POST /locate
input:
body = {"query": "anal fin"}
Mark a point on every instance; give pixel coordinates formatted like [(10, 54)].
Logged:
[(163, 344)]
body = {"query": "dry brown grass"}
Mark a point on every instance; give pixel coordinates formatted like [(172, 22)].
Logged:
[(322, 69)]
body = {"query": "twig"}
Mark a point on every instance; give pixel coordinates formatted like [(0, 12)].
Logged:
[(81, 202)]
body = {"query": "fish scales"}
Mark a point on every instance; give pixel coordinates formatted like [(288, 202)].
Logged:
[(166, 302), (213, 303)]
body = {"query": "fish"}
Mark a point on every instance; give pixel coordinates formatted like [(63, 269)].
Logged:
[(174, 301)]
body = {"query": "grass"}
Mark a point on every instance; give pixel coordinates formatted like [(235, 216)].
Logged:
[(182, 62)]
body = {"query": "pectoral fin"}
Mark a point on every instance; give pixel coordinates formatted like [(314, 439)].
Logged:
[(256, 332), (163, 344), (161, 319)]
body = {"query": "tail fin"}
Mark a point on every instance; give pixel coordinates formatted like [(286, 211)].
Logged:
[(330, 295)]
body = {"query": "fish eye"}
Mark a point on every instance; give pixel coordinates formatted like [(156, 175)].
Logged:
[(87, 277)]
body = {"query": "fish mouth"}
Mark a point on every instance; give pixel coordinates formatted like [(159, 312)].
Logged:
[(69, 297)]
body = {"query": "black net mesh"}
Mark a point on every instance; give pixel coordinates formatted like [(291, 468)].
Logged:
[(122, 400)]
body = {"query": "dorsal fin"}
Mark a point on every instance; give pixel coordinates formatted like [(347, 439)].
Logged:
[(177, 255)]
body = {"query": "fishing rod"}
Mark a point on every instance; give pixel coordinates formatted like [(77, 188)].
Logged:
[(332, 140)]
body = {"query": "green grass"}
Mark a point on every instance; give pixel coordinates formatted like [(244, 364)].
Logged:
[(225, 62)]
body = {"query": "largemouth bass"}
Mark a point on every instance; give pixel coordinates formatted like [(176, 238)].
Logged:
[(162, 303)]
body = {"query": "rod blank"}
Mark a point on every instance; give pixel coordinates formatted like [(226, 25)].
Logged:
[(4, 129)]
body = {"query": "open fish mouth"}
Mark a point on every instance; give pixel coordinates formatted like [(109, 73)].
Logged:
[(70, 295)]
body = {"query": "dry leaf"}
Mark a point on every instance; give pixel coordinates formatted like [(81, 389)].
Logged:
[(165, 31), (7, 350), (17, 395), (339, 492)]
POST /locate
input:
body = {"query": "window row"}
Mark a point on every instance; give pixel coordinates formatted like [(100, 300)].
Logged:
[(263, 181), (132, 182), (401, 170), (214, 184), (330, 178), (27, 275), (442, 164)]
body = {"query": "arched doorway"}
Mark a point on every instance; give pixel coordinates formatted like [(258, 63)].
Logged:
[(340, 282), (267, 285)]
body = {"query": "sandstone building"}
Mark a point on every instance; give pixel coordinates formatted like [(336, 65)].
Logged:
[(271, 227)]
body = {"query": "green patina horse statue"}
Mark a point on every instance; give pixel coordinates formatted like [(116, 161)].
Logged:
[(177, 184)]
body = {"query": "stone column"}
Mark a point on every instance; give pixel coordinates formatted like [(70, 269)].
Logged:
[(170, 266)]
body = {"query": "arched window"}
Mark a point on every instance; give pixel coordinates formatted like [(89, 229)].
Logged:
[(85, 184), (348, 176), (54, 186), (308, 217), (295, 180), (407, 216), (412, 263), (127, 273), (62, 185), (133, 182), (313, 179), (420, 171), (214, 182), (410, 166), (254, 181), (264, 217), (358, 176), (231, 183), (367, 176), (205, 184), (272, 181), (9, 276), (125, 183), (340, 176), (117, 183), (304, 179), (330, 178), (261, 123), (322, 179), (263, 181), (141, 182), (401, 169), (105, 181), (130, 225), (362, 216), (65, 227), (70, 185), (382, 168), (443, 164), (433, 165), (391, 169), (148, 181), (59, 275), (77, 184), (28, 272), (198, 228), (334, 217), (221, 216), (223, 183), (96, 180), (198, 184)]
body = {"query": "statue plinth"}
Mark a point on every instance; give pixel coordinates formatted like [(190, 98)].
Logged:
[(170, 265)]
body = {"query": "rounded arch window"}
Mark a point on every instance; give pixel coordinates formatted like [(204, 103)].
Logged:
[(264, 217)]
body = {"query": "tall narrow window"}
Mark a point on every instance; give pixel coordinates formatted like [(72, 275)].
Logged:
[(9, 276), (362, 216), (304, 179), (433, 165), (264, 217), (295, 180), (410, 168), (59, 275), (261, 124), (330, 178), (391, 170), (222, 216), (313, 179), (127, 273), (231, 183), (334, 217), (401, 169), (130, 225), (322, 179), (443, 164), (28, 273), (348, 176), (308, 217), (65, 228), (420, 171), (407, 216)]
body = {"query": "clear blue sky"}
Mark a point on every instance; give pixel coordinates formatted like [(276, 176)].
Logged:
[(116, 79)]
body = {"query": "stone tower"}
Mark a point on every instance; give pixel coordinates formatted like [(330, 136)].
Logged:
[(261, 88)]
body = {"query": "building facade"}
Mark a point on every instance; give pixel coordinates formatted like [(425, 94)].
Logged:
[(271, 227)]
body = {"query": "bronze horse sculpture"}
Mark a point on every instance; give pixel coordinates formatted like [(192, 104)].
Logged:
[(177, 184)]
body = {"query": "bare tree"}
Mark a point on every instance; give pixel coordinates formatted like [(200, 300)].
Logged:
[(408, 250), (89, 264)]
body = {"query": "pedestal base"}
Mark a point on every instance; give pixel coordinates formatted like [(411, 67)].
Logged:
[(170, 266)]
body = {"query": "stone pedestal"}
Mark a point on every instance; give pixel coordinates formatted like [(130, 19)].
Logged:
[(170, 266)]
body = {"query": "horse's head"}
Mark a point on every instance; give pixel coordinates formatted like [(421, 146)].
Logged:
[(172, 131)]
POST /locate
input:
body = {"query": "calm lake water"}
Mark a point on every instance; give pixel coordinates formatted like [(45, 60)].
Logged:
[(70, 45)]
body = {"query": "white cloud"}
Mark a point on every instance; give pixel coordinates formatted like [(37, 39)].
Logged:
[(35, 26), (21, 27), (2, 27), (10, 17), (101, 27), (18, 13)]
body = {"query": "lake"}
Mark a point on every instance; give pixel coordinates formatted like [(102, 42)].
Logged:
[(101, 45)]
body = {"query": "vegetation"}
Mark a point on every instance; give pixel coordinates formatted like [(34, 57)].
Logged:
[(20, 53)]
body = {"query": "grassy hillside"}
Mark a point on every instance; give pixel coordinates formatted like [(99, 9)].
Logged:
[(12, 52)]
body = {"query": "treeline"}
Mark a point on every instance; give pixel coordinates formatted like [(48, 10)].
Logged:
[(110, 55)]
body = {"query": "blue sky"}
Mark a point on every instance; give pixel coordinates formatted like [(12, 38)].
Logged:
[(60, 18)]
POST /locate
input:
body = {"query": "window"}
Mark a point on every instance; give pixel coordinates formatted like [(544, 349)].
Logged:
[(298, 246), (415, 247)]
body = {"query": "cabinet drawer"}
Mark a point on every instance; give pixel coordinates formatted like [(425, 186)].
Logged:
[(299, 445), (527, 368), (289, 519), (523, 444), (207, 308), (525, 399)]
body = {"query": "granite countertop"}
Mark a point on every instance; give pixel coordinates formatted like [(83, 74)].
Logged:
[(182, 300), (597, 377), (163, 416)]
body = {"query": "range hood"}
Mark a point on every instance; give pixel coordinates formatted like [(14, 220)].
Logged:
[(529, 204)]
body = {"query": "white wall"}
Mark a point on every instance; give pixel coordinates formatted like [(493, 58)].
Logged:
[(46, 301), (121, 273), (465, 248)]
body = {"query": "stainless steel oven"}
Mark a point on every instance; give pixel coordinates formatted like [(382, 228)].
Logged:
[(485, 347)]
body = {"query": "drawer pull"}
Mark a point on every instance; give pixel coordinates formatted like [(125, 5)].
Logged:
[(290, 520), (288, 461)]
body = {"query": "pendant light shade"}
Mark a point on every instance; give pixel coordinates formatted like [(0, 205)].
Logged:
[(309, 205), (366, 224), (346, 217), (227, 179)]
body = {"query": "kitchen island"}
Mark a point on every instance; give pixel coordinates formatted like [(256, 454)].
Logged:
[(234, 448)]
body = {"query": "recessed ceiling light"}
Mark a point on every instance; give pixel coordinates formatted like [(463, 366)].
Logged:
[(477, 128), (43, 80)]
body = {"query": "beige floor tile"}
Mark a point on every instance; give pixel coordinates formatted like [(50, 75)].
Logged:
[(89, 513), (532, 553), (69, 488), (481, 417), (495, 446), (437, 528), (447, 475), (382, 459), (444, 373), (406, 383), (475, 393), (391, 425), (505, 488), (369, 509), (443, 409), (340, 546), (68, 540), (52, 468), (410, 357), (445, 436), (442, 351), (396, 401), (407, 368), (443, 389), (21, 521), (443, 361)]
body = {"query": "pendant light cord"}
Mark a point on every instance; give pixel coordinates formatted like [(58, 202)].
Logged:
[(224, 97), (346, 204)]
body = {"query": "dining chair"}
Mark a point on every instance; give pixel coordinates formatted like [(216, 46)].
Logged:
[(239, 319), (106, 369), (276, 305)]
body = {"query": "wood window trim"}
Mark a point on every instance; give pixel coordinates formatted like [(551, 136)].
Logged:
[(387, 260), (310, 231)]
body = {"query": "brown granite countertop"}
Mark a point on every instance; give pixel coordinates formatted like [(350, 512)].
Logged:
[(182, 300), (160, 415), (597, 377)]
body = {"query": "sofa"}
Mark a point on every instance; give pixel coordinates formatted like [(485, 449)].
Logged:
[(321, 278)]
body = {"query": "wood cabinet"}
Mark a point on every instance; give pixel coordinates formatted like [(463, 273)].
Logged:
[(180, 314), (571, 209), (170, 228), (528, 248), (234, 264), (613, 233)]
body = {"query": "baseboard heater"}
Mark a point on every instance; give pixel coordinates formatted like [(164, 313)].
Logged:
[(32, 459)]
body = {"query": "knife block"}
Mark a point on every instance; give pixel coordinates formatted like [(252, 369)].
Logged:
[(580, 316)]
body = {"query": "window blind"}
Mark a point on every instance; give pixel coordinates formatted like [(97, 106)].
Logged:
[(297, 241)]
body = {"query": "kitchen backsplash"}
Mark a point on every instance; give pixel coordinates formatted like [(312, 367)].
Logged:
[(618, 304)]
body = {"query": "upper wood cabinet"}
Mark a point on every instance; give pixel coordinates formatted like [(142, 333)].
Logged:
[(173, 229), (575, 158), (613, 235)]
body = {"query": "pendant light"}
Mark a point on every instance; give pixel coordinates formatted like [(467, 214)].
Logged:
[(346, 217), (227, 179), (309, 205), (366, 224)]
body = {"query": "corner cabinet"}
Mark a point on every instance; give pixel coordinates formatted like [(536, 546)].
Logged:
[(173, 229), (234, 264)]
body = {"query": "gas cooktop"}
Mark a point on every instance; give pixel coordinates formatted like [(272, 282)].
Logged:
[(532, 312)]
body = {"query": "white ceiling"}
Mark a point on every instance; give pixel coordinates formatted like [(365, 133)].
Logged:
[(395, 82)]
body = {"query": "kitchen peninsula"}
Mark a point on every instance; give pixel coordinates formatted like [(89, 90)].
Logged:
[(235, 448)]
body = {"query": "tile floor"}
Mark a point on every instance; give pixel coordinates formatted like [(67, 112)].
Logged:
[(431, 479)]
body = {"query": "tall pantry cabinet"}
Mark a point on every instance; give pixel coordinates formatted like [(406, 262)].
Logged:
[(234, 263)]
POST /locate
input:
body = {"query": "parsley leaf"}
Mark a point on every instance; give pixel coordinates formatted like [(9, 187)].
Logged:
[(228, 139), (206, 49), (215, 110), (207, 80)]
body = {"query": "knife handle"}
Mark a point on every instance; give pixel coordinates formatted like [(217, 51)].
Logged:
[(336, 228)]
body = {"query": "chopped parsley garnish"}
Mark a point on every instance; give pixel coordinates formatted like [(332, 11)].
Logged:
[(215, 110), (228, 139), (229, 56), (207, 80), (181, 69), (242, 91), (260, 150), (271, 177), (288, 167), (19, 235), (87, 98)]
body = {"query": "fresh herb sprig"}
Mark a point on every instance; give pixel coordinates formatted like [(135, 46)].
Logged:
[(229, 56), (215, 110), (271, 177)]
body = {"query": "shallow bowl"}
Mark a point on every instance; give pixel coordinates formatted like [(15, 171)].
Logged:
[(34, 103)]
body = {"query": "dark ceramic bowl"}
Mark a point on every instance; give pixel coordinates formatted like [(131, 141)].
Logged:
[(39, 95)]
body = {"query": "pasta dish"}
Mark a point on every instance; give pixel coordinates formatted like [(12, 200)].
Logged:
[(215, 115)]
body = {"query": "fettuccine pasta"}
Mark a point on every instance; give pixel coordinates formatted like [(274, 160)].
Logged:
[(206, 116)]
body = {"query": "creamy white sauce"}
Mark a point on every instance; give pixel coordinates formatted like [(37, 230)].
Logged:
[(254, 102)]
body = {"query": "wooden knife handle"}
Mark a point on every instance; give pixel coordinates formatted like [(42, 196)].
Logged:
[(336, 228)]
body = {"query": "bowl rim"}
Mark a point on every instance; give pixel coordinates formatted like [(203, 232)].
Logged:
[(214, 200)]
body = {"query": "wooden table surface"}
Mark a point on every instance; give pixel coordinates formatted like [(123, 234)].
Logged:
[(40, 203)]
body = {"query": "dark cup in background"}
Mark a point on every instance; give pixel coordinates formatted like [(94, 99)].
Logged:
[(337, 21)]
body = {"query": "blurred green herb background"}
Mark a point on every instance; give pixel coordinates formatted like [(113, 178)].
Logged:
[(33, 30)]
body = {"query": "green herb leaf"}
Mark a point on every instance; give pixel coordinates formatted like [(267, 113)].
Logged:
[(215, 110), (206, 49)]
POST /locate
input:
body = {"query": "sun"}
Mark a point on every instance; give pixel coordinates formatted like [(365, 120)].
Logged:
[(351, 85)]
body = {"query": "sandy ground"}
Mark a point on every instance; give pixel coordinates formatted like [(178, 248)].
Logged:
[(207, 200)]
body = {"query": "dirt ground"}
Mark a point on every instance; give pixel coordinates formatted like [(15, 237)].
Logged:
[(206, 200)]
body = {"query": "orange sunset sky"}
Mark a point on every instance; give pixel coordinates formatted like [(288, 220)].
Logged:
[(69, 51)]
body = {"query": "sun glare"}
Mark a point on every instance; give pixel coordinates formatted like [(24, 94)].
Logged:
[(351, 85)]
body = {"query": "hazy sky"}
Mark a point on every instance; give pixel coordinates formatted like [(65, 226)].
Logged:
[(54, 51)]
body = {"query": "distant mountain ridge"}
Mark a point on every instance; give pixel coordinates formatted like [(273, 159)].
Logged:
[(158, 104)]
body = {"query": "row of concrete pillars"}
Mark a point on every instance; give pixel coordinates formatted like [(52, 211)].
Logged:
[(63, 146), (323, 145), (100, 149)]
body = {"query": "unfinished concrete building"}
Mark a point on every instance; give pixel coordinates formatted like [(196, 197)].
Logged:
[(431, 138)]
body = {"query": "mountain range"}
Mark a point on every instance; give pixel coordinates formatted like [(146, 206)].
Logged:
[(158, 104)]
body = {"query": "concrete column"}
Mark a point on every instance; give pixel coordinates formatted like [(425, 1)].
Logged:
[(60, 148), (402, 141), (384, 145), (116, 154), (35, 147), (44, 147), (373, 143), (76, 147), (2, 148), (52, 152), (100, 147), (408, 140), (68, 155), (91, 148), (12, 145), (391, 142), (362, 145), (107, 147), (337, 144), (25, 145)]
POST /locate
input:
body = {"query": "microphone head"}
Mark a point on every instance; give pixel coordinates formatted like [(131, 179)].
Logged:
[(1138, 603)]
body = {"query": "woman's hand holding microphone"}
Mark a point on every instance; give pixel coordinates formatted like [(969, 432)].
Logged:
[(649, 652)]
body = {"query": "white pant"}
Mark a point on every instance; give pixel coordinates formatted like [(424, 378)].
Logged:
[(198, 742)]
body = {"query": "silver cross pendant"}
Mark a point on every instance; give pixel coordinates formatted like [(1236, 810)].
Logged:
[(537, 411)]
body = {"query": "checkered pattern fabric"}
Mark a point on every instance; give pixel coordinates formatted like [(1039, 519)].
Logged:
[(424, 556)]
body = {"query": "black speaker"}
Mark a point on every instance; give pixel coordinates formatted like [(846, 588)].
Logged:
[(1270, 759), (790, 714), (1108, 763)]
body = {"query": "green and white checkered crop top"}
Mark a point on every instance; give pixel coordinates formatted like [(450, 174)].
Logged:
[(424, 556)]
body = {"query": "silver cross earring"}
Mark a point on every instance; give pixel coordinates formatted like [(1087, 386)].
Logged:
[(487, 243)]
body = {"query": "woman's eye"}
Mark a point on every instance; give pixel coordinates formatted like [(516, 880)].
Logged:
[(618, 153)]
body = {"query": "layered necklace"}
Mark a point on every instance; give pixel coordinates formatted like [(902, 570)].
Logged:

============================================================

- What is expected
Check every line of the listing above for the string "lake", and give the number of lines that have it, nothing more.

- Output below
2